Document section:
Bioconductor / SQLDataFrame

DataFrame representation of SQL database table
GNU Lesser General Public License v3.0
2 stars 3 forks source link

Incompatible with dev dbplyr #6

Open mgirlich opened 1 year ago

mgirlich commented 1 year ago

Your package showed errors when I checked the reverse dependencies of the current dev version of dbplyr. I had a look into these issues to provide a PR but I had some difficulties to understand what exactly you try to achieve in parts of your code.

A common issue I found is that you accessed the lazy_query field of a lazy table. This belongs to the internal structure of dbplyr and breaking changes are likely to occur. There should usually be alternative from dbplyr that allow you to get what you want e.g.

It would be great if you could remove the dependency on the lazy_query field and make your package compatible with the CRAN and the dev version of dbplyr.

Liubuntu commented 1 year ago

Hi @mgirlich

Thank you very much for your insights and suggestions.

for the dbtable() function you could use dbplyr::remote_name() (or with the dev version depending on the exact use case dbplyr::remote_table()).

Thanks for pointing out these utility functions! I've updated the dbtable() function to wrap around the dbplyr::remote_name() which does the same task that I want. To avoid duplicate efforts, I've also updated my previous function of connSQLDataFrame() as dbcon() to wrap around the dbplyr::remote_con().

Liubuntu commented 1 year ago

Hi @mgirlich

for saveSQLDataFrame() I didn't understand why you need to distinguish between lazy_base_query and other situations. Can you explain me what happens there? I also don't quite understand what you achieve in .join_union_prepare_sqlite() by checking the classes of the lazy_query field.

Extracted information:

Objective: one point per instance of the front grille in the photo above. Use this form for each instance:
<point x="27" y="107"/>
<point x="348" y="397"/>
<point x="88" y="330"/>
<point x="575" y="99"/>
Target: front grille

Set task 1: In the SQLDataFrame issue thread, which dbplyr function does the updated dbcon() function wrap around?
Set task 2: Check each statement against the SQLDataFrame issue thread and answer yes or no, quoting the words that decide it: (a) The errors came up during a check of the reverse dependencies of the current dev version of dbplyr. (b) The dbtable() function was updated to wrap around dbplyr::remote_table(). (c) The lazy_query field is part of dbplyr's stable public interface.
Set task 3: Resume the SQLDataFrame issue thread from its last sentence.

Task answer 1: dbplyr::remote_con()

Task answer 2:
(a) Yes: "Your package showed errors when I checked the reverse dependencies of the current dev version of dbplyr."
(b) No: "I've updated the dbtable() function to wrap around the dbplyr::remote_name()"
(c) No: "This belongs to the internal structure of dbplyr and breaking changes are likely to occur."

Task answer 3:
For these two functions, I've been checking the class of "lazy_query" to decide which connection to use to attach another database to, and then use in_schema for the cross database operations (e.g., rbind, union, join). I was able to simply the code by removing this step, where the functions remain work. https://github.com/Bioconductor/SQLDataFrame/commit/7e018f2cd749673b4f92586b74e3526397e558d8

However, I still have two cases where the "lazy_query" was called, which was inside the "select" function (https://github.com/Bioconductor/SQLDataFrame/blob/9b3e3634193bb0653844a3190c3169e679977a45/R/SQLDataFrame-methods.R#L446 ). Do you have any suggested functions/ways to avoid the use here?

select.SQLDataFrame <- function(.data, ...)
{
    tbl <- .extract_tbl_from_SQLDataFrame_indexes(tblData(.data), .data)
    dots <- quos(...)
    old_vars <- op_vars(tbl$lazy_query)
    new_vars <- tidyselect::vars_select(old_vars, !!!dots, .include = op_grps(tbl$lazy_query))

Thank you! Qian

mgirlich commented 1 year ago

op_vars() and op_grps() work directly on a lazy table. But even better would be to use colnames() and dplyr::group_vars() instead.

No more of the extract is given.